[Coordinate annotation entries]
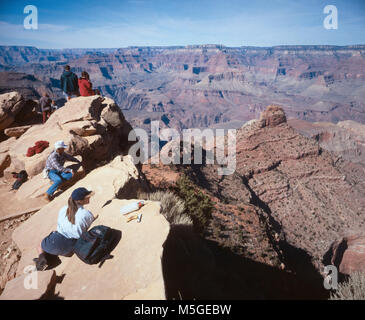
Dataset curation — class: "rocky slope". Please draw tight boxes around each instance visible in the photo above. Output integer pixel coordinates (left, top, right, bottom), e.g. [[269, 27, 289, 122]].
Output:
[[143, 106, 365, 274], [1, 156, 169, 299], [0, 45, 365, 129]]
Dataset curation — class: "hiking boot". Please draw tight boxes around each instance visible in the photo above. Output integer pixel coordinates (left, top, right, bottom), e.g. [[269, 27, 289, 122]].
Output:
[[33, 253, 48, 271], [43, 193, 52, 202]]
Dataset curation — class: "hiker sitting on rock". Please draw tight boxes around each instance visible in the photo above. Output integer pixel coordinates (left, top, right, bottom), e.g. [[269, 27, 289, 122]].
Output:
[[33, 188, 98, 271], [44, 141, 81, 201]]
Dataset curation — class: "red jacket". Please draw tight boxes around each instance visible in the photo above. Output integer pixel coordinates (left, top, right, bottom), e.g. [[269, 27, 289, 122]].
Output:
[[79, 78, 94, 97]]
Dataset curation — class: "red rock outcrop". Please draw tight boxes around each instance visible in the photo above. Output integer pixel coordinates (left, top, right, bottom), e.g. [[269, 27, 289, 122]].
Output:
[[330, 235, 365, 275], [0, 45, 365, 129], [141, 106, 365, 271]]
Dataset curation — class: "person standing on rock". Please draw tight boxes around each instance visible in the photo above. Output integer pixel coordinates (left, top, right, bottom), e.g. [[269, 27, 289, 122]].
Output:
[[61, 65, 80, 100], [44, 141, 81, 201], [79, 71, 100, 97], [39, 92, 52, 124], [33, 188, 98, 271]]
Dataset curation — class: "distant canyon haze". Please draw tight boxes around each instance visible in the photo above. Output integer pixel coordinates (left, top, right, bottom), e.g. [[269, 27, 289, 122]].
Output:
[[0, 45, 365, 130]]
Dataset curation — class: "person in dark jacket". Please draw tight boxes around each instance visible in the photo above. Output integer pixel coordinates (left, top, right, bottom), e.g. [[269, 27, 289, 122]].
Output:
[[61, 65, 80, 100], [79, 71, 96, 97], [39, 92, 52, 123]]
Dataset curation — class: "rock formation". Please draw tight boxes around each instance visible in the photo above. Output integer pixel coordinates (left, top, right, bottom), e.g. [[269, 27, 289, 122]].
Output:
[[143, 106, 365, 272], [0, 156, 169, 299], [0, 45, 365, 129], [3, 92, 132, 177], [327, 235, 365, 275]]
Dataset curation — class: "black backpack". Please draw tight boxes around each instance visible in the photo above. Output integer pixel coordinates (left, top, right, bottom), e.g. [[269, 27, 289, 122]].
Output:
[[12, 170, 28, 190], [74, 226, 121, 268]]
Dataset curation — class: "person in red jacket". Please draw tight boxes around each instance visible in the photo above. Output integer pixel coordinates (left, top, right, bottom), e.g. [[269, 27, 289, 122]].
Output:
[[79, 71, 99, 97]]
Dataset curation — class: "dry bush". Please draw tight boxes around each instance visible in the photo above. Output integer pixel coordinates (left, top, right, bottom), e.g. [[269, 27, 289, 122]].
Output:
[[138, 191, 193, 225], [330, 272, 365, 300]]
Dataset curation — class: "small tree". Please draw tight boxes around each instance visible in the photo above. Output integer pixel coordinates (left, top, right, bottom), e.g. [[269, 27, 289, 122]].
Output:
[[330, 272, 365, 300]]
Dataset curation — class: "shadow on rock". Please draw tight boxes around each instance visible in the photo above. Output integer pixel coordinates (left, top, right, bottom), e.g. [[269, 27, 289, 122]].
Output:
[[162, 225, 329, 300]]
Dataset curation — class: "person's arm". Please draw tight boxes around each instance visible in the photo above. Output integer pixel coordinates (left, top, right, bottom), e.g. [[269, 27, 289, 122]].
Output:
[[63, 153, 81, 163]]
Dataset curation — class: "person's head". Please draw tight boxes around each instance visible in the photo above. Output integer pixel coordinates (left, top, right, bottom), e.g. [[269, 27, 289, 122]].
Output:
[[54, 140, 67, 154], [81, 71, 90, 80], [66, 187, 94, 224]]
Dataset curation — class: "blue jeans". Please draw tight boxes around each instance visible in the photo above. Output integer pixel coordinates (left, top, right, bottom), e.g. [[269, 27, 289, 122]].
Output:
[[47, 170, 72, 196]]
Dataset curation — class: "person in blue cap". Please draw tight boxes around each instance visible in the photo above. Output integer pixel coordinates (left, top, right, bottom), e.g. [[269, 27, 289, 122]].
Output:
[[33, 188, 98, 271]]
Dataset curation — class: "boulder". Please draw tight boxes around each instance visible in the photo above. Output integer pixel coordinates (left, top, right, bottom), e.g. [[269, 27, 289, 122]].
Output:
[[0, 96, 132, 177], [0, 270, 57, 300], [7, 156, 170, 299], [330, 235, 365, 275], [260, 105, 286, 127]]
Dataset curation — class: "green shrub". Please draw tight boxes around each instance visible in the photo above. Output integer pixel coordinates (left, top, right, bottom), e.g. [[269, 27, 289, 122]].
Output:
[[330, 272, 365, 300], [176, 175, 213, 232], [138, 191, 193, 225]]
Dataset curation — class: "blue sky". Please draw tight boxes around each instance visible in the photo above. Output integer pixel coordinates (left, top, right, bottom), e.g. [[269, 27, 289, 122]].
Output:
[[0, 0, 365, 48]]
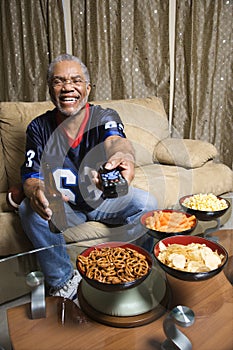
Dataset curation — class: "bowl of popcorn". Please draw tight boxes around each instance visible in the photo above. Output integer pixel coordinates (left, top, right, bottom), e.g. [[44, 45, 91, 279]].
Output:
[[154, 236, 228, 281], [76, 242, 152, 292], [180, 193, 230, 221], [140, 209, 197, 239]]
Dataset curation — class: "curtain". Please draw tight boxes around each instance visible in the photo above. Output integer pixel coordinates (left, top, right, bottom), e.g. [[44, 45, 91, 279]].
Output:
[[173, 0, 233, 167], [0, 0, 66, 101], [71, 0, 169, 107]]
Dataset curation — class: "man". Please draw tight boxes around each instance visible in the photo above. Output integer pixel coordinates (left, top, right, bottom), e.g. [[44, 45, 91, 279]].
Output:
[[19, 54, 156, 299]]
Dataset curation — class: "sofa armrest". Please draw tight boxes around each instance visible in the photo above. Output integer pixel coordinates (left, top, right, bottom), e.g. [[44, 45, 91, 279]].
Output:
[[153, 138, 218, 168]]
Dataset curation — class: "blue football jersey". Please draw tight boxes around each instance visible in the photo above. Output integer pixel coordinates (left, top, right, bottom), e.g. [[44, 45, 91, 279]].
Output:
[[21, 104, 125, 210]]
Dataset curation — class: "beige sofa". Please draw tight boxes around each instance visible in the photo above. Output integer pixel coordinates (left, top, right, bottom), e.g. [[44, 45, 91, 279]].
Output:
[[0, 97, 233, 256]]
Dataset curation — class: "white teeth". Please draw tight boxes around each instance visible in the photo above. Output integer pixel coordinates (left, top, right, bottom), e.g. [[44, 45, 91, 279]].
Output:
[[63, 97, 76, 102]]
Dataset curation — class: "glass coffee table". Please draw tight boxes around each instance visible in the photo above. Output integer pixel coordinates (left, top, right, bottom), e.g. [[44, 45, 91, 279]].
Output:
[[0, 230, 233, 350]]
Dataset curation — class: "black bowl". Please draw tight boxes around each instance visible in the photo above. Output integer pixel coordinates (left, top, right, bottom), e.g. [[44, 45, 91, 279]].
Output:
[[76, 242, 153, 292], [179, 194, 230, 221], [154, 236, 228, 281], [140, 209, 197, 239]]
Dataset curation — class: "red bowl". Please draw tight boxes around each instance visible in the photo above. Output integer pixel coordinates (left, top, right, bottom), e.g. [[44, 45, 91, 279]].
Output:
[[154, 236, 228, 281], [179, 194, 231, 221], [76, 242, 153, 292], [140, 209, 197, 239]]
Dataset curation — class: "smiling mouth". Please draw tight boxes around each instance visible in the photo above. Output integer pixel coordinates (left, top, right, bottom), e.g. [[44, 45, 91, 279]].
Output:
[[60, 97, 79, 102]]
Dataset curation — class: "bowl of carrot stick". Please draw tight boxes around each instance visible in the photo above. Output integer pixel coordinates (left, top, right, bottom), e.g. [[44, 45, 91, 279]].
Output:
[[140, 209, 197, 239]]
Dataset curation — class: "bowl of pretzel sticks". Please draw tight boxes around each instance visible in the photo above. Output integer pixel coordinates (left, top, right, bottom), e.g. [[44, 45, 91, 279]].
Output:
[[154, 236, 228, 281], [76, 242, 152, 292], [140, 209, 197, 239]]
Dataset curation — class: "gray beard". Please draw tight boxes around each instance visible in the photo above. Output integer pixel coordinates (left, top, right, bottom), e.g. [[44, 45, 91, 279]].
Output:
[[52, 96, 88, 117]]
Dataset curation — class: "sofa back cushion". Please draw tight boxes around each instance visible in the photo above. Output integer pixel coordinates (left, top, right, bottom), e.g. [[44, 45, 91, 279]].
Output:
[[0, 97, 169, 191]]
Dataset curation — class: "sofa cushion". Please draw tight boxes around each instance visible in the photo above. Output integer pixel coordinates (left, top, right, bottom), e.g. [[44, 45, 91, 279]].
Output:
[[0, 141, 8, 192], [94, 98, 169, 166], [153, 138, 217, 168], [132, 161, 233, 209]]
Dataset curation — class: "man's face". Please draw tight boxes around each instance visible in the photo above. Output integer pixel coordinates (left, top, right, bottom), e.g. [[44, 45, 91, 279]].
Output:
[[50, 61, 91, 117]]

TASK DIRECTIONS:
Transcribe the records from their start through the line containing "45, 365, 129]]", including both ends and omitting the pictures.

EXERCISE OUTPUT:
Dataset curation — class: "rocky slope". Please draw tight boxes around each instance visible in the photo above. Output integer pixel coordinates (left, top, right, bottom), e.g. [[269, 27, 289, 122]].
Output:
[[143, 106, 365, 274], [1, 156, 169, 299], [0, 45, 365, 129]]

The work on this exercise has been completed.